* _Trecho_
Vado, que surpresa! Parabéns pelo saque. A capa foi o comentário do dia (ontem) entre jornalistas. Gostei da lembrança dos tempos de fechamanto da capa da TB na "gestão" Jadson Oliveira. Vocês mandavam bem pra caramba, mesmo, e produziam capas inesquecíveis, históricas. Chega de mesmice e de manchetes óbvias. Vamos exercer o nosso "poder" (pelo menos esse ainda temos) de cobrar avanços na nossa tímida democracia. E se está provado que os ricos também delínqüem, como bem disse Jadson, então um bom começo é exigir tratamento igual, com algema ou sem algema.

Jadson disse...

Pois é, Auriosvaldo (este é o nome no cartório do nosso querido Vado), fiquei lisonjeadíssimo com o seu comentário. Me emocionei diante de suas palavras relembrando os velhos tempos da redação da Tribuna da Bahia, uma convivência realmente fraterna e rica, apesar das dificuldades, das limitações. Mas não tinha problema, logo em seguida ao fechamento fazíamos a festa no Abaixadinho, com direito a uma esticada no Alagoano, na velha Sete Portas. Que saudade, companheiro!
Que bom que seu talento e sensibilidade encontraram espaço em A Tarde, o flagrante das duas fotos (de autoria de Arestides Baptista, vi depois) foi mesmo genial, parabéns de novo ao “coordenador de arte” (melhorou muito, nos tempos da Tribuna era simplesmente diagramador, mudam os tempos, mudam as palavras), extensivos ao companheiro Paulo Oliveira.
Vamos nos falar e acertar pra tomar uma. Um grande abraço.

Entradas de dados salvas:
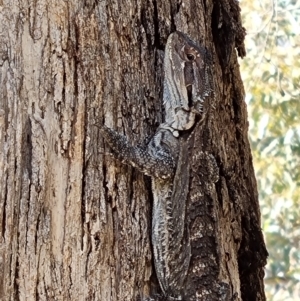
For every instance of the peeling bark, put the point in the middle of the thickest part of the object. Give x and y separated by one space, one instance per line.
75 222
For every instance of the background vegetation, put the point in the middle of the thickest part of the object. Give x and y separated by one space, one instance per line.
271 74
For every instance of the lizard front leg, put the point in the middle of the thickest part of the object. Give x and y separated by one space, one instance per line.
157 159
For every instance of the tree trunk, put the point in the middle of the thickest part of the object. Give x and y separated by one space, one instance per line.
74 220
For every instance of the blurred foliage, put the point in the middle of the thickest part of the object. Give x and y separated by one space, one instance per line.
271 75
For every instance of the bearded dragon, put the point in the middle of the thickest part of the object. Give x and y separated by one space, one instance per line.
187 82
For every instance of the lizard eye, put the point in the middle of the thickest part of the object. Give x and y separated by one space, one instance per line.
190 56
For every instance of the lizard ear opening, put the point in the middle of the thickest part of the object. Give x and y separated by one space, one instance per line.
190 56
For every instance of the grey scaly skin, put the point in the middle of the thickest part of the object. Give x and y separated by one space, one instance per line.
187 82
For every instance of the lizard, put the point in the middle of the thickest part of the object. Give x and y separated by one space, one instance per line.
187 82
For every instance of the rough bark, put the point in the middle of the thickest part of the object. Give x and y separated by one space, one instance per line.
74 221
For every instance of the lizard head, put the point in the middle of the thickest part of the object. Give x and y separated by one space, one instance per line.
188 79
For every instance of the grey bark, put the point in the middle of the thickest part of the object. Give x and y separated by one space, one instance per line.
74 221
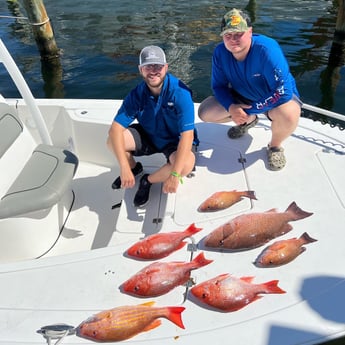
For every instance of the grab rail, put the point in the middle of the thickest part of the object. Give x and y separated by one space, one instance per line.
17 77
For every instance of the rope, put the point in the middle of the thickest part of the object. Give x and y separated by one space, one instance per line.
26 18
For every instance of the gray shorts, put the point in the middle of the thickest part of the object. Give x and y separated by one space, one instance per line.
144 145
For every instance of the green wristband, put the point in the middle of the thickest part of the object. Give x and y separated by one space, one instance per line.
174 173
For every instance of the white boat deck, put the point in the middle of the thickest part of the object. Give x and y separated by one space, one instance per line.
71 287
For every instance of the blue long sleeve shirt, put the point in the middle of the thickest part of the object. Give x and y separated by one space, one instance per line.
263 78
164 118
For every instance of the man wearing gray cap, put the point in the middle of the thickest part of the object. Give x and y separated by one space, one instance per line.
164 112
250 75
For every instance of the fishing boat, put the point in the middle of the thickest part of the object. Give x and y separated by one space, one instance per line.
64 230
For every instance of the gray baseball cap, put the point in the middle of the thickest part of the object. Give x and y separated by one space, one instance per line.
152 55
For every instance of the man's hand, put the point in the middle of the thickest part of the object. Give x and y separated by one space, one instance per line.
238 115
171 184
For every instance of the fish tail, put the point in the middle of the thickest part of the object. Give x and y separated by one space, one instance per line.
191 230
297 212
174 315
200 260
272 287
307 239
250 194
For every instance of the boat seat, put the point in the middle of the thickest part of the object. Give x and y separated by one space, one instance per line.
42 183
35 189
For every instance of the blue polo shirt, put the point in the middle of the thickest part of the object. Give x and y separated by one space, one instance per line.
163 118
262 79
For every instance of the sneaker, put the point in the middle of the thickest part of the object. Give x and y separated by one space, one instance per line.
142 195
238 131
138 169
276 158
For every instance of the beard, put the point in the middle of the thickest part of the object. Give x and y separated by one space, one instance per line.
154 80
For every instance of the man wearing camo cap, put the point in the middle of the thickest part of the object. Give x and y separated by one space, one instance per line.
250 75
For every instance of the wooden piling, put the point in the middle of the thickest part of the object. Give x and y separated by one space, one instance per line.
42 29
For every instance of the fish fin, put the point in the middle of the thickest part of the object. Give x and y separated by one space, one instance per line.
201 261
148 304
181 245
247 279
174 315
154 324
307 239
279 245
191 230
285 228
272 287
250 194
297 212
106 314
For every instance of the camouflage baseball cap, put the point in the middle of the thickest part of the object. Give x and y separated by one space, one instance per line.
235 21
152 55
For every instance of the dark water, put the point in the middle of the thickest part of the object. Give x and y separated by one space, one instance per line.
101 41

* _O que fazer_
A – Encontre nas entradas todas as linhas que contêm a palavra "baseball" e copie cada uma delas. Letras maiúsculas e minúsculas fazem diferença.
B – Prossiga com o trecho da conversa entre Vado e Jadson sobre a capa e os tempos da Tribuna da Bahia, começando logo depois da última frase.
O trecho e as entradas não têm nenhuma relação entre si.

* _Tarefas resolvidas_
A –
For every instance of the gray baseball cap, put the point in the middle of the thickest part of the object. Give x and y separated by one space, one instance per line.
For every instance of the camouflage baseball cap, put the point in the middle of the thickest part of the object. Give x and y separated by one space, one instance per line.

B –
Jadson
PS 1 - A propósito de “os ricos também delinqüem”, aproveito para recomendar a leitura de entrevista do ministro-chefe da Controladoria Geral da União a Bob Fernandes, de Terra Magazine. Título: “Jorge Hage: lei atual não manda rico para a cadeia”. Esclarecedora, diz que às vezes rico é preso, mas não fica preso. Hage é juiz aposentado.
PS 2 – É isso aí, companheiro Crisóstomo. A prisão de um representante do capital financeiro mostrou claramente onde está o poder de fato.

Jadson disse...

Sobre “Mudança: os ricos também delinquem”, Goiano, batizado como José Donizette, enviou a seguinte mensagem aos amigos e companheiros do Projeto Velame Vivo, movimento social que vem fazendo belo trabalho em Velame/Seabra/Chapada Diamantina:
“Companheiros (as),
fico feliz em encaminhar essa matéria para vocês, escrita pelo nosso querido Jadson Oliveira, excelente.
Gostaria de aproveitar a oportunidade e vender um pouco o peixe destes nobres jornalistas que criaram um blog para criticar a mídia baiana, eles são pessoas comprometidas com a história e o que se escreve, bem, peço para que vocês acessem ao blog www.anossamidia.blogspot.com, lá encontrarão boas matérias.
Saudações,
Goiano”.
Valeu, companheiro.

Sobre o mesmo assunto, registro que A Tarde, na edição de sábado, dia 13, deu ampla matéria revelando que a dona-de-casa Fabiani Figueiredo, que foi humilhada pelas ruas de Engomadeira – fato denunciado pelo mesmo jornal e abordado por Mídia Baiana – é, de fato, inocente. Tal circunstância acentua ainda mais a diferença de tratamento dado pela polícia no seu “relacionamento” com ricos e pobres. Seria ótimo que a nossa mídia ficasse sempre atenta a esta realidade.
Jadson

Anônimo disse...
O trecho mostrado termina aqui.